◆ THE PROBLEM: Every line of the entries with the word "bird" in it should be shown.

◆ INFORMATION SUPPLIED:

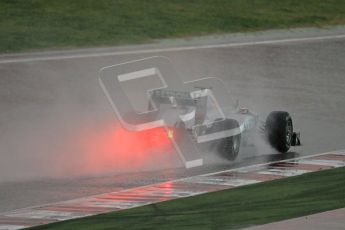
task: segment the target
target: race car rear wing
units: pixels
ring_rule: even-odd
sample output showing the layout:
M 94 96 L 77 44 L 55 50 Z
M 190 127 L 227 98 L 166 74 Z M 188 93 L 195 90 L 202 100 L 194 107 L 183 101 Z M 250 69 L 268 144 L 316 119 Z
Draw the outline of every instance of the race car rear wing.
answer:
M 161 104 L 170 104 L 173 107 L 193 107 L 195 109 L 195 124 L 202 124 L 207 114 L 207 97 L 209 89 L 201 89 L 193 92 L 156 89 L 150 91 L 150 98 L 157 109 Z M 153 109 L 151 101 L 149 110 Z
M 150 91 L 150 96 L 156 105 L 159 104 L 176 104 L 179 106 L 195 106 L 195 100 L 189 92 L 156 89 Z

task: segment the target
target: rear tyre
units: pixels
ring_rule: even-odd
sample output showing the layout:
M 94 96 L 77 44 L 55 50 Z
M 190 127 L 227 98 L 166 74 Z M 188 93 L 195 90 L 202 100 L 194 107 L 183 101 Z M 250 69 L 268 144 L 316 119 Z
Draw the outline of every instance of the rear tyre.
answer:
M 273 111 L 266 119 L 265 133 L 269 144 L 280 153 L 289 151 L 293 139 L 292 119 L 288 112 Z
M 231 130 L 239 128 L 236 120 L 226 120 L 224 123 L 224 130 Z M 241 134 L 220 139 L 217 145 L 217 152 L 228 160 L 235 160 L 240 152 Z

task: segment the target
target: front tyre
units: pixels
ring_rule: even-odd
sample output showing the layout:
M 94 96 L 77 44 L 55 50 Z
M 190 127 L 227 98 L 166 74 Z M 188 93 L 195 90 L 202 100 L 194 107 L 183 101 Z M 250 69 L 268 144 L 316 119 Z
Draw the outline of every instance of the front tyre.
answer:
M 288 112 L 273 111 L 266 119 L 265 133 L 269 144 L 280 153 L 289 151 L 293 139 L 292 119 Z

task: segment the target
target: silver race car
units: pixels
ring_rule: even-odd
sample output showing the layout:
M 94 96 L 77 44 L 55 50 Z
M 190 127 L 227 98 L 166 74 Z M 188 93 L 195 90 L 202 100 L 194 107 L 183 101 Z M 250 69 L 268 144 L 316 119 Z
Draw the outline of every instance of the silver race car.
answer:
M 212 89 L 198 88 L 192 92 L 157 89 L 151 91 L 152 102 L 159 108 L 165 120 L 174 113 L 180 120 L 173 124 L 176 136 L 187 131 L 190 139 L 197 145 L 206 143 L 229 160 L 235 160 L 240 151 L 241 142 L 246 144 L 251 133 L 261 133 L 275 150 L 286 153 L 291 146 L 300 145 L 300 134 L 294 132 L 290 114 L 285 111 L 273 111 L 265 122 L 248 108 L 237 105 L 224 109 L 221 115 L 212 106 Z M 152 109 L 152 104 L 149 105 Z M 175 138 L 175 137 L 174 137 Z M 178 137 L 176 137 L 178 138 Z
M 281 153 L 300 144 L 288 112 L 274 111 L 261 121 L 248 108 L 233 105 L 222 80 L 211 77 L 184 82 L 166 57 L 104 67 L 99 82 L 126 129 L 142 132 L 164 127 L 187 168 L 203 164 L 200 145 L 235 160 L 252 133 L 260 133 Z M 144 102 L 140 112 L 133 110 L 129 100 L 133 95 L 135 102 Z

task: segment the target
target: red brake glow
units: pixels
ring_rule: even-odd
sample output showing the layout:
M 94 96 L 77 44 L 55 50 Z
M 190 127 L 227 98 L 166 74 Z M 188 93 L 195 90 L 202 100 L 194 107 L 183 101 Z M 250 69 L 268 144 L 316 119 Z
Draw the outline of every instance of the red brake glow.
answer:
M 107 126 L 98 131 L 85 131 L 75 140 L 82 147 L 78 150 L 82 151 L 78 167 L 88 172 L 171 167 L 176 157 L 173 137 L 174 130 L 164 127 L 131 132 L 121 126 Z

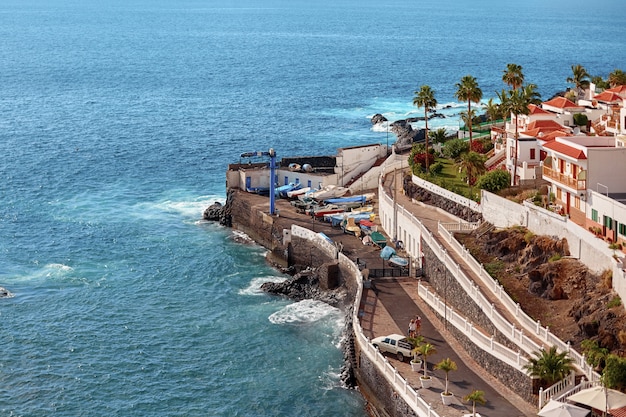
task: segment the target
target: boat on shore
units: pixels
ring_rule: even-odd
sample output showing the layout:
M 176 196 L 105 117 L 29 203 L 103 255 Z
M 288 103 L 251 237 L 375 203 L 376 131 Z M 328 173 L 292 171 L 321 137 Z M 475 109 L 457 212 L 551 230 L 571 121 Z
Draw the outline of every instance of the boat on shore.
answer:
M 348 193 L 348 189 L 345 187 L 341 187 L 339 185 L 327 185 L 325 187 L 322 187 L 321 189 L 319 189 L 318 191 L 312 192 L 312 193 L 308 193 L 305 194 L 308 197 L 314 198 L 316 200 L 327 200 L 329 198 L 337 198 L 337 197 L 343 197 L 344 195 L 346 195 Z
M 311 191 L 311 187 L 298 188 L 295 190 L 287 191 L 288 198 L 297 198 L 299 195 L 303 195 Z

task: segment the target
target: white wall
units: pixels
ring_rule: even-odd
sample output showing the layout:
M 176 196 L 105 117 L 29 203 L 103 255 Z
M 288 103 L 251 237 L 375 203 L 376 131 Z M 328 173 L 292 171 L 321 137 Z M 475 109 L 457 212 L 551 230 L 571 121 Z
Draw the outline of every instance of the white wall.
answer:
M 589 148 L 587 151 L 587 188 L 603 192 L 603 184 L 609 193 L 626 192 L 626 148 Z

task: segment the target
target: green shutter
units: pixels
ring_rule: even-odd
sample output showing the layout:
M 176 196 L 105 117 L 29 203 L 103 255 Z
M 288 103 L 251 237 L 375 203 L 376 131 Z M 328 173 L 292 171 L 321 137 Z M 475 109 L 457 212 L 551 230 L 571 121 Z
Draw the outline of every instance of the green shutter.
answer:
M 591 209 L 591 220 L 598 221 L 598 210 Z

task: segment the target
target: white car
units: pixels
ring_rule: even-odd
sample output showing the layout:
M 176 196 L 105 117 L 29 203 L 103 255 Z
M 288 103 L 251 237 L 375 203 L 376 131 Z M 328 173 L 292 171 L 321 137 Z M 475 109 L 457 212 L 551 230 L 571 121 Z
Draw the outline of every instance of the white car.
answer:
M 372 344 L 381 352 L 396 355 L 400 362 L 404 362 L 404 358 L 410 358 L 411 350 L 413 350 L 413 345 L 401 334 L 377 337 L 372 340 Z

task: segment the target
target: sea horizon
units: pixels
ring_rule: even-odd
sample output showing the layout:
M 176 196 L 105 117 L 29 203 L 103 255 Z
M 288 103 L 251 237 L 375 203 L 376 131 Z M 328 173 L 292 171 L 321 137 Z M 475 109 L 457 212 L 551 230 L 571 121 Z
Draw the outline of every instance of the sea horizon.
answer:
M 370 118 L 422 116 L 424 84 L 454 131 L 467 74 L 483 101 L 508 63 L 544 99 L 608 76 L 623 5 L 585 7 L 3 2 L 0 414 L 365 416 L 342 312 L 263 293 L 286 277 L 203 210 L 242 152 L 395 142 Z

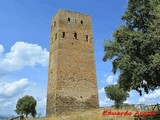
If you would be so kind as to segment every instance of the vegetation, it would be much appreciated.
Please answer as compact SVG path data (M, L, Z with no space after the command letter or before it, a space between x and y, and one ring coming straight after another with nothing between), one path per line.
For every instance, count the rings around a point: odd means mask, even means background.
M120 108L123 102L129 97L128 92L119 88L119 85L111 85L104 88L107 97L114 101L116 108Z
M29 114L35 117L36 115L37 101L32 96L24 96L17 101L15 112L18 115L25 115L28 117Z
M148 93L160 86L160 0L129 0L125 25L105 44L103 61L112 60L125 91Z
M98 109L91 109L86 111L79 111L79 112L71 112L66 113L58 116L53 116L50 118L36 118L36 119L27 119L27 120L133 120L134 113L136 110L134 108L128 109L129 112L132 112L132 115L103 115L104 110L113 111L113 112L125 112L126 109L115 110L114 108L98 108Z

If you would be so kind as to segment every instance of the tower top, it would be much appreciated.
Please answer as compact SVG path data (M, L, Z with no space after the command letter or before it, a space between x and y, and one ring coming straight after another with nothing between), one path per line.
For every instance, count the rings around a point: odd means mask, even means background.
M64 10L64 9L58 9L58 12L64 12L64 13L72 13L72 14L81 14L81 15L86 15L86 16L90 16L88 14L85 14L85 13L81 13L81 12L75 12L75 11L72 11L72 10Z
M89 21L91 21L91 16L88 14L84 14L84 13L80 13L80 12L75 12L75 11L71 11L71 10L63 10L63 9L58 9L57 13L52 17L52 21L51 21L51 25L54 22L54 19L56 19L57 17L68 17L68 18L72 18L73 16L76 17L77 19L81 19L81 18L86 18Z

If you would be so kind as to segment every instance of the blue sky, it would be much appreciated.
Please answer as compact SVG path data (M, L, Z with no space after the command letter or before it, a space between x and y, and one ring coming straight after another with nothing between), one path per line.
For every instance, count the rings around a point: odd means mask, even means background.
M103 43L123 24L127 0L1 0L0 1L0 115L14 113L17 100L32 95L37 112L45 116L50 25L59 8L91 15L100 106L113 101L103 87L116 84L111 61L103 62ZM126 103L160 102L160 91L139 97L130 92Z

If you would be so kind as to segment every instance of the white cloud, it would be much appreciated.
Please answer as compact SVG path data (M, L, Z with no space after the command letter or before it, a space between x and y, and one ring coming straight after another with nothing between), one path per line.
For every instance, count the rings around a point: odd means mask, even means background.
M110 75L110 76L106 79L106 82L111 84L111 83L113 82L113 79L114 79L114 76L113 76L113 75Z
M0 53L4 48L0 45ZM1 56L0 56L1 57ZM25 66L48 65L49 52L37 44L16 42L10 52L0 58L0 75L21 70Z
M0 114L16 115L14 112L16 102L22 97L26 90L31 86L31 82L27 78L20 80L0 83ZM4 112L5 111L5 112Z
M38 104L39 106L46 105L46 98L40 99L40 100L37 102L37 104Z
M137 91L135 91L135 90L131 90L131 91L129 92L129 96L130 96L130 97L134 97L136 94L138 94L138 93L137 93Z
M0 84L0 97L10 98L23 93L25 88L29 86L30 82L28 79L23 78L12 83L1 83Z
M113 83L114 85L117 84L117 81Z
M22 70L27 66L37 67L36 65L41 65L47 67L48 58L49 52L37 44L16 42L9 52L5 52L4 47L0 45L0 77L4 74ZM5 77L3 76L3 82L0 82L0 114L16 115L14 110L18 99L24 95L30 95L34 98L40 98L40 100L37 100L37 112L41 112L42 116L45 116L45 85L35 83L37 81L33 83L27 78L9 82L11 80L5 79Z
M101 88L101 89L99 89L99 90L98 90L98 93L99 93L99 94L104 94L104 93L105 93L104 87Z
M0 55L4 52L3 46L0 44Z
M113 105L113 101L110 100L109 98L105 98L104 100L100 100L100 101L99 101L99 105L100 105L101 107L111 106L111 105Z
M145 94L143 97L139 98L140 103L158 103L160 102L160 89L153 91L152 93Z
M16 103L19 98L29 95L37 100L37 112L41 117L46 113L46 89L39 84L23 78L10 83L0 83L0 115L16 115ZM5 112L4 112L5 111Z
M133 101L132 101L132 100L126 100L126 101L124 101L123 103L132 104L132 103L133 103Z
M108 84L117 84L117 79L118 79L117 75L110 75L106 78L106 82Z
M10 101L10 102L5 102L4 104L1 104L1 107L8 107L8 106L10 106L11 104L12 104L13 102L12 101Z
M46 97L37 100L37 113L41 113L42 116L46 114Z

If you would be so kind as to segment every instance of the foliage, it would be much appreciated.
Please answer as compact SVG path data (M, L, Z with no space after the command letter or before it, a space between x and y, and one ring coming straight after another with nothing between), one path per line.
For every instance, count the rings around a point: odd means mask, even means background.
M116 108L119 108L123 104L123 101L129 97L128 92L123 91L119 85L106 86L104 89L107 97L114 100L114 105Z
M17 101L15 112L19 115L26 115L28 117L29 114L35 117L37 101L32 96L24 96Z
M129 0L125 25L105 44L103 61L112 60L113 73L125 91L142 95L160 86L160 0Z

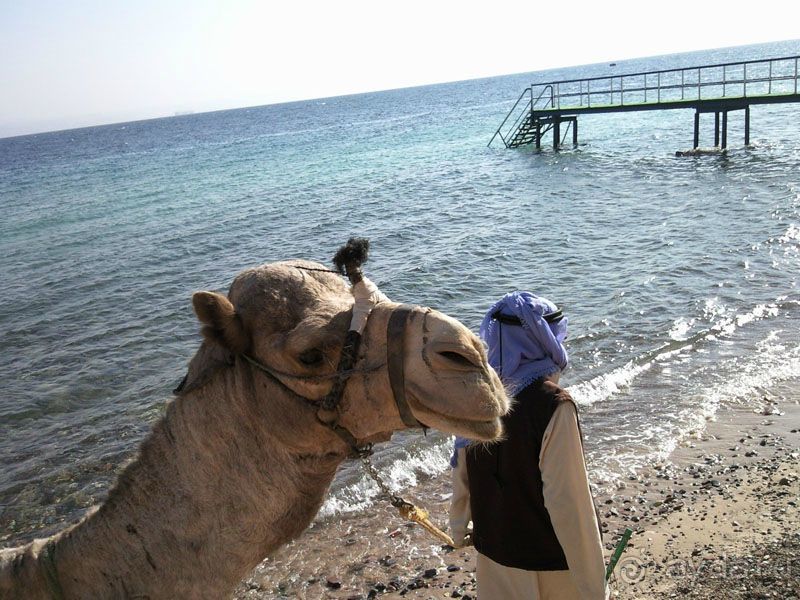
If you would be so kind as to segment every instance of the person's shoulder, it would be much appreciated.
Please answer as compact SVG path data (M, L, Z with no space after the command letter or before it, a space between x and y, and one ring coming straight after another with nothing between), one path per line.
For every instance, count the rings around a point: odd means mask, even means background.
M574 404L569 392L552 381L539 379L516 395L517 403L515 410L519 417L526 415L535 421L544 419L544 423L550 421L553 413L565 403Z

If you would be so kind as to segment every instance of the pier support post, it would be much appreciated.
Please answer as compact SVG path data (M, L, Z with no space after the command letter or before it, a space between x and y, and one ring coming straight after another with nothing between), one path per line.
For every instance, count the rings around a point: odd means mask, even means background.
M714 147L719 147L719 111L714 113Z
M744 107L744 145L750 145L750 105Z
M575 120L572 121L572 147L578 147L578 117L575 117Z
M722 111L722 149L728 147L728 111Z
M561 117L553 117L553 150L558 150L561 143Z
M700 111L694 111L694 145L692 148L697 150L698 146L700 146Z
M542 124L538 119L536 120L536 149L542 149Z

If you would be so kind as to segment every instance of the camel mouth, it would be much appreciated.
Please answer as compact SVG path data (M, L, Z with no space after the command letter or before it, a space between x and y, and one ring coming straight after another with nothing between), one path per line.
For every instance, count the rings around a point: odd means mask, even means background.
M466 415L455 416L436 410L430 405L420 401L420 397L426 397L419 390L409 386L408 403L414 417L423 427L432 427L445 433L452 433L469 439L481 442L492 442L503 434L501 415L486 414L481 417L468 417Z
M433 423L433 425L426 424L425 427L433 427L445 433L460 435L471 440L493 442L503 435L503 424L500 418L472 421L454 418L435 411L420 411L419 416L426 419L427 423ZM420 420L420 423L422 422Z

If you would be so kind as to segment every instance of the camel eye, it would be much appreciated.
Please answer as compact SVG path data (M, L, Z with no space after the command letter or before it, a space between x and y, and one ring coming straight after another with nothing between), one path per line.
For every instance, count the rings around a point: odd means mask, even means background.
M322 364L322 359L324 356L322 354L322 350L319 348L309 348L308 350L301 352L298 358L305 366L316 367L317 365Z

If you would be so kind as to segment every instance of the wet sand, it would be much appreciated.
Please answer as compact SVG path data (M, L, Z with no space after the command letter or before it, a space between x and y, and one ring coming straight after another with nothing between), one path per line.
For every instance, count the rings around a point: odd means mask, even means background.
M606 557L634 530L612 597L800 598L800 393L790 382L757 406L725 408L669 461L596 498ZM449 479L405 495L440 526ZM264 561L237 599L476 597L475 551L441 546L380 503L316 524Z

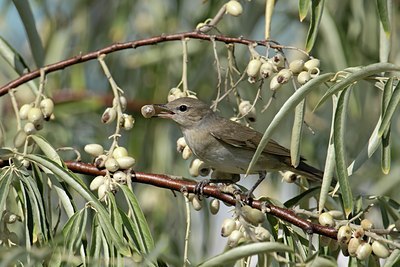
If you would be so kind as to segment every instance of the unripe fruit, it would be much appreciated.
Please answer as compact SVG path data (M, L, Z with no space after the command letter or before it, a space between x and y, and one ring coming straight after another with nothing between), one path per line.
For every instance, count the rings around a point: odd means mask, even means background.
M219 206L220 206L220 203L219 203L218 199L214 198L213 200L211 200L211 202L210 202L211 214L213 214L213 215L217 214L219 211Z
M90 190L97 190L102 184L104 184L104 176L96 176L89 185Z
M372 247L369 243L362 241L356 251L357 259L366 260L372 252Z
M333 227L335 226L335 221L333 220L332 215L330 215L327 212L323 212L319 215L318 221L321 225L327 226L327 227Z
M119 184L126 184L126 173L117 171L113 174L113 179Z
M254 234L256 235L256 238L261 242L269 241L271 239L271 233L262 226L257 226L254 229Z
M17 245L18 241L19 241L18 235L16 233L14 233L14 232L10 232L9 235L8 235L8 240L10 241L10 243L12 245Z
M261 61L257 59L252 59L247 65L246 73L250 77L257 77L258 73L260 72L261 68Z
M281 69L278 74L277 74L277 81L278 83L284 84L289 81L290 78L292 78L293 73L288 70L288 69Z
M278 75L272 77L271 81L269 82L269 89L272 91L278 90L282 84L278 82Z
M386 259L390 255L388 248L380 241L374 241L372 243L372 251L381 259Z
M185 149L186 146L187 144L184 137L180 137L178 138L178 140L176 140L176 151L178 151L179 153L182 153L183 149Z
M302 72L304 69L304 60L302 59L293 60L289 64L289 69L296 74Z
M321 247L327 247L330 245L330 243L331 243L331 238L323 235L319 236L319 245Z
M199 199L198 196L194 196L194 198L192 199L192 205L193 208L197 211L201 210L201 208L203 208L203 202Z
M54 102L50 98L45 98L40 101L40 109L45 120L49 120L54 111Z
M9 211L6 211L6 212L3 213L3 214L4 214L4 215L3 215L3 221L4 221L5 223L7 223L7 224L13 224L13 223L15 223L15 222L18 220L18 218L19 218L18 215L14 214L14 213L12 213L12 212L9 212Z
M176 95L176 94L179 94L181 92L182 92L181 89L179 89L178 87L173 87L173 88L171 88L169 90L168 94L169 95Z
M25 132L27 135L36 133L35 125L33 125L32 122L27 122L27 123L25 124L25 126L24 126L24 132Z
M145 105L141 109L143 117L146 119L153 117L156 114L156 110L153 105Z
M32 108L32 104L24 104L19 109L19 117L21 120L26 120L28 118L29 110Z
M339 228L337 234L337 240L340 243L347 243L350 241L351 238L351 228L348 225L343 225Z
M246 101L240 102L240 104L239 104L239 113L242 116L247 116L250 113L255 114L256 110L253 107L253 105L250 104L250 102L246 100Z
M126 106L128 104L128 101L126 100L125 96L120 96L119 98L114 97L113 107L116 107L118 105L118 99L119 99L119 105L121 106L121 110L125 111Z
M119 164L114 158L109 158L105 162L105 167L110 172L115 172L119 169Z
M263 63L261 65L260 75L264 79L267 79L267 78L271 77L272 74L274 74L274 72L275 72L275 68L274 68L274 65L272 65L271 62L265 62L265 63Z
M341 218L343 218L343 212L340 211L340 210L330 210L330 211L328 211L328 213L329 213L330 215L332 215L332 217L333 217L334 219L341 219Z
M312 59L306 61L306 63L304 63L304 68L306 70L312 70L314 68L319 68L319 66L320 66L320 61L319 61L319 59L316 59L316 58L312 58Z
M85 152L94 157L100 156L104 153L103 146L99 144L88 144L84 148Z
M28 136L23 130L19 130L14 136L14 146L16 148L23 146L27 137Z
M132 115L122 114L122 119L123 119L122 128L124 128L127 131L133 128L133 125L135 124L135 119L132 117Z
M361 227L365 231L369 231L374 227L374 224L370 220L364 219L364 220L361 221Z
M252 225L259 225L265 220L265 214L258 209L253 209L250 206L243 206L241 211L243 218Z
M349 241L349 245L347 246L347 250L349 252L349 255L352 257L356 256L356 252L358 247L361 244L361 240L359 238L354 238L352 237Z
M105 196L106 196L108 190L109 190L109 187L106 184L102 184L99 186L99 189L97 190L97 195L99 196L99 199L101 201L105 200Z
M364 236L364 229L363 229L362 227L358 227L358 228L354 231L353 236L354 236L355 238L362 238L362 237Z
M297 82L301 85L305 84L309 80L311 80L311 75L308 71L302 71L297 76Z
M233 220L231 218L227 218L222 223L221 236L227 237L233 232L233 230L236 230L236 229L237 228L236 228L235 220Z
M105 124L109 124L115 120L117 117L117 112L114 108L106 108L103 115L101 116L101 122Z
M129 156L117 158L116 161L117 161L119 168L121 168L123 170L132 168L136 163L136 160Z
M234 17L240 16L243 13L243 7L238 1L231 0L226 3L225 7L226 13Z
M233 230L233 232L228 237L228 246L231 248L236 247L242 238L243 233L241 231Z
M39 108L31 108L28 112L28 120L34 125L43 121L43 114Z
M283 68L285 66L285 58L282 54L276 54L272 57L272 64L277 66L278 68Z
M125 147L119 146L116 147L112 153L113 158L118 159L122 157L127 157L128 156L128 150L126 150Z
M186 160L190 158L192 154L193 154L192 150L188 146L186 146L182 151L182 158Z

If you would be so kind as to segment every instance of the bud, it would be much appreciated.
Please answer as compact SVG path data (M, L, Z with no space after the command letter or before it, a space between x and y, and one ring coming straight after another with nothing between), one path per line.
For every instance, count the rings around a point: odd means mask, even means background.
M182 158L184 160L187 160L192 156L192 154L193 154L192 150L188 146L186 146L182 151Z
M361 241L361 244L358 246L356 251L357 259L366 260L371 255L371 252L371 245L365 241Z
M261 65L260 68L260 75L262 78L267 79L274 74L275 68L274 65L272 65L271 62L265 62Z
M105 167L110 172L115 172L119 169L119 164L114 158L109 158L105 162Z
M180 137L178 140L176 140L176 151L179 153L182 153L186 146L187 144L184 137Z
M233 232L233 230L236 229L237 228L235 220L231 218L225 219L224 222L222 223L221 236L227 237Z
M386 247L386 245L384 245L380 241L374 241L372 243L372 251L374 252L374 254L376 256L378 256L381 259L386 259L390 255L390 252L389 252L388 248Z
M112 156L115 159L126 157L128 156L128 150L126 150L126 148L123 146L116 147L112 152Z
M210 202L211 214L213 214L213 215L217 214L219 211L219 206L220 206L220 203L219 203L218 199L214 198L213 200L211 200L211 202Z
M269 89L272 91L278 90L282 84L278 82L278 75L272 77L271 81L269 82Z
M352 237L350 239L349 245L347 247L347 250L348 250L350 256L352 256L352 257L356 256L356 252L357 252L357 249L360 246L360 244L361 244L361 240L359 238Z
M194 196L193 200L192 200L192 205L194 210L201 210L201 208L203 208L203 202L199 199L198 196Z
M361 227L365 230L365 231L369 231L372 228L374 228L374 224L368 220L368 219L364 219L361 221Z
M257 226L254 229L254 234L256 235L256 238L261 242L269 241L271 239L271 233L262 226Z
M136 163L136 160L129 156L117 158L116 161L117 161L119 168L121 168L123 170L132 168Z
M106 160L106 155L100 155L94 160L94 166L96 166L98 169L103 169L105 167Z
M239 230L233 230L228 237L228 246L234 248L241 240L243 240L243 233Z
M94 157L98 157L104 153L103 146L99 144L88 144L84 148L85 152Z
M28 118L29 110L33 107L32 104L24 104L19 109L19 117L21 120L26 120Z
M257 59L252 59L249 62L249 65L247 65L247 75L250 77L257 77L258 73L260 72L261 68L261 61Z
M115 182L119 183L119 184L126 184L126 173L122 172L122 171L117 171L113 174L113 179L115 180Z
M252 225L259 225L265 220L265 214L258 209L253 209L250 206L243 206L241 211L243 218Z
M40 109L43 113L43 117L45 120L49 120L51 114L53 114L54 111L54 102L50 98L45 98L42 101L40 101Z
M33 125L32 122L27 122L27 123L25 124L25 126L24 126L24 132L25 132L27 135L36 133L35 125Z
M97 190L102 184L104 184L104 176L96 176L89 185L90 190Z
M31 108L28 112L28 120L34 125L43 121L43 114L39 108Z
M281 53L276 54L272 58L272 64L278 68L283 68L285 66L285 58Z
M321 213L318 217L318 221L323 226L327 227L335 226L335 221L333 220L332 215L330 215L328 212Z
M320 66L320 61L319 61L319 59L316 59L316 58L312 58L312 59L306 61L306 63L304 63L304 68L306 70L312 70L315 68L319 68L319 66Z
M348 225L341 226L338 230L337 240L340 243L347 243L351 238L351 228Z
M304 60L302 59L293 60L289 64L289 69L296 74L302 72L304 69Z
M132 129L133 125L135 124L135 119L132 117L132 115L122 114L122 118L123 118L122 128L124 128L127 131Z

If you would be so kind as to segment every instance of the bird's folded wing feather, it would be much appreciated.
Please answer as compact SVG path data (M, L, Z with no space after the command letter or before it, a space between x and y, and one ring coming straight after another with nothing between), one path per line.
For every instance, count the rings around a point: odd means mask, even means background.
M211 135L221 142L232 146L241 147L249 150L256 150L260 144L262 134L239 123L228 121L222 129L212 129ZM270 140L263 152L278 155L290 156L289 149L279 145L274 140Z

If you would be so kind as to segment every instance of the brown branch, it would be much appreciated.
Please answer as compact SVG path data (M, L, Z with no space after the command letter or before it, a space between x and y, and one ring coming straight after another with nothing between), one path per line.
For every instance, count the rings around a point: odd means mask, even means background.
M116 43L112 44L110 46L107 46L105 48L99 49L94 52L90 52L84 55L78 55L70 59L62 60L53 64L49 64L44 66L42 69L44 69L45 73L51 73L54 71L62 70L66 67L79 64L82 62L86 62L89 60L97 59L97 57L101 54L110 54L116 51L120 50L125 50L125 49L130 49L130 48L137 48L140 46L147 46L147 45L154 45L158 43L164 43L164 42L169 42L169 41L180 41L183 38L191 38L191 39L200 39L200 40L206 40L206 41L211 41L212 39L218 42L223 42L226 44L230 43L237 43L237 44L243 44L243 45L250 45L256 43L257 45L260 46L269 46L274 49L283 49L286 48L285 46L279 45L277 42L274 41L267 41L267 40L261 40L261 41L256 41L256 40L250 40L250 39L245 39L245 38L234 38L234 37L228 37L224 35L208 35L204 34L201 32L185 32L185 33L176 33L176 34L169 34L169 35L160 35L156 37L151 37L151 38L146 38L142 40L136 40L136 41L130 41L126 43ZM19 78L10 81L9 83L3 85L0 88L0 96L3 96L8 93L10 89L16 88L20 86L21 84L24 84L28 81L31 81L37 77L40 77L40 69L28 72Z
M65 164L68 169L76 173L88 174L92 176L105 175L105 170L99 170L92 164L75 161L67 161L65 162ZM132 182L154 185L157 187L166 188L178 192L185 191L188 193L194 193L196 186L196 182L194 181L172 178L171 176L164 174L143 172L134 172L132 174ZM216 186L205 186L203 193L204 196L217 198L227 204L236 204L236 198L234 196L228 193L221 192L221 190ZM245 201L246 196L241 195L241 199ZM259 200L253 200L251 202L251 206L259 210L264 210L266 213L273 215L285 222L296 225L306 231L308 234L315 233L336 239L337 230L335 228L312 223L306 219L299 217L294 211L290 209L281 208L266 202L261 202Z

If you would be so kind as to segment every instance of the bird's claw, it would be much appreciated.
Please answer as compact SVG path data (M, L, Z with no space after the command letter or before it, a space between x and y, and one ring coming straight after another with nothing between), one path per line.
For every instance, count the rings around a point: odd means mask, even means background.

◆ RESPONSE FOR THIS EXERCISE:
If you would be so kind as to segment every instance of the bird's folded wing feather, it would be much appreciated.
If you would be so kind as to segment every instance of the bird's claw, it would be much appreciated.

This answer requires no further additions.